Records for processing: Begin
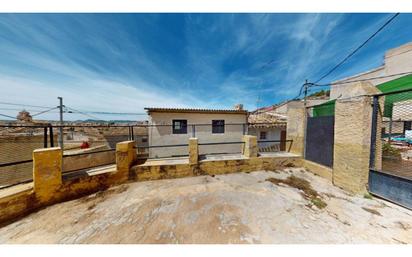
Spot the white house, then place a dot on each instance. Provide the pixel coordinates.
(269, 128)
(173, 127)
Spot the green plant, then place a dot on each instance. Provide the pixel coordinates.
(389, 150)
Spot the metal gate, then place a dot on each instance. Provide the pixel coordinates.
(390, 175)
(319, 139)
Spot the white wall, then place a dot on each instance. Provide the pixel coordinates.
(162, 135)
(272, 134)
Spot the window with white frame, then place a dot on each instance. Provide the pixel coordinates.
(179, 126)
(263, 135)
(218, 126)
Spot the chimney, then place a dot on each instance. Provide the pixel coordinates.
(239, 107)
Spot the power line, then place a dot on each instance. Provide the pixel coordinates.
(85, 114)
(360, 80)
(358, 48)
(44, 111)
(16, 104)
(115, 113)
(4, 115)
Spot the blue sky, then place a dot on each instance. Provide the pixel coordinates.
(125, 62)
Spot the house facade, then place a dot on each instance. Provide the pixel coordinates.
(269, 128)
(173, 127)
(395, 61)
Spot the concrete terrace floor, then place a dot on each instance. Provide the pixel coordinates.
(233, 208)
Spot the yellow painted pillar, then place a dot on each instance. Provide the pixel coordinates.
(47, 172)
(352, 143)
(125, 157)
(193, 151)
(250, 146)
(295, 129)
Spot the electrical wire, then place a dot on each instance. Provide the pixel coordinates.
(16, 104)
(4, 115)
(358, 48)
(45, 111)
(360, 80)
(85, 114)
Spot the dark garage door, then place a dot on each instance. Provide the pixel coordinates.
(319, 140)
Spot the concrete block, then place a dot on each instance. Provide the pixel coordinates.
(352, 143)
(125, 156)
(47, 172)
Records for processing: End
Make an exact copy of the listing. Do not carry over its pictures.

Spot the white house, then place a dot on each instance. Provide the pixel coordinates.
(269, 128)
(173, 127)
Spot the green plant, then place a dot on each instance. Provide the pixel coordinates.
(389, 150)
Spot the metal gate, then place a dot on each instance. Provide the pixel coordinates.
(390, 175)
(319, 139)
Spot the white wall, then place a dot on each instance. Provide the pixel coordinates.
(162, 135)
(272, 134)
Spot the window with white frame, then place a dot on each instance. Provide the pixel coordinates.
(179, 126)
(263, 135)
(218, 126)
Spot the chimney, then place a dot on each instance. Provide the pixel coordinates.
(239, 107)
Spot the power line, then place a dot on each instance. Provide the pixel coordinates.
(85, 114)
(360, 80)
(358, 48)
(44, 111)
(16, 104)
(115, 113)
(4, 115)
Spot the blue sky, then place a dot on each instance. Provide the pixel coordinates.
(125, 62)
Spot the house facade, then place a dot on each instance. Provide the pixel coordinates.
(269, 128)
(173, 127)
(395, 61)
Spot the concrete terrace floor, then place a dot on each instance. Provide the pixel coordinates.
(233, 208)
Spot the yellow painted pillar, then place a dot on each instance. Provide the pixel coordinates.
(47, 172)
(352, 143)
(125, 157)
(193, 151)
(250, 146)
(295, 129)
Spot the electrical wire, then place a dot on each instance. Provide the pixel coordinates.
(16, 104)
(4, 115)
(358, 48)
(45, 111)
(360, 80)
(85, 114)
Spot the dark garage door, then place a dot on each instance. Provide the pixel coordinates.
(319, 140)
Spot the concrete block, then place a dot on each instance. Provide the pixel coordinates.
(352, 143)
(125, 156)
(47, 172)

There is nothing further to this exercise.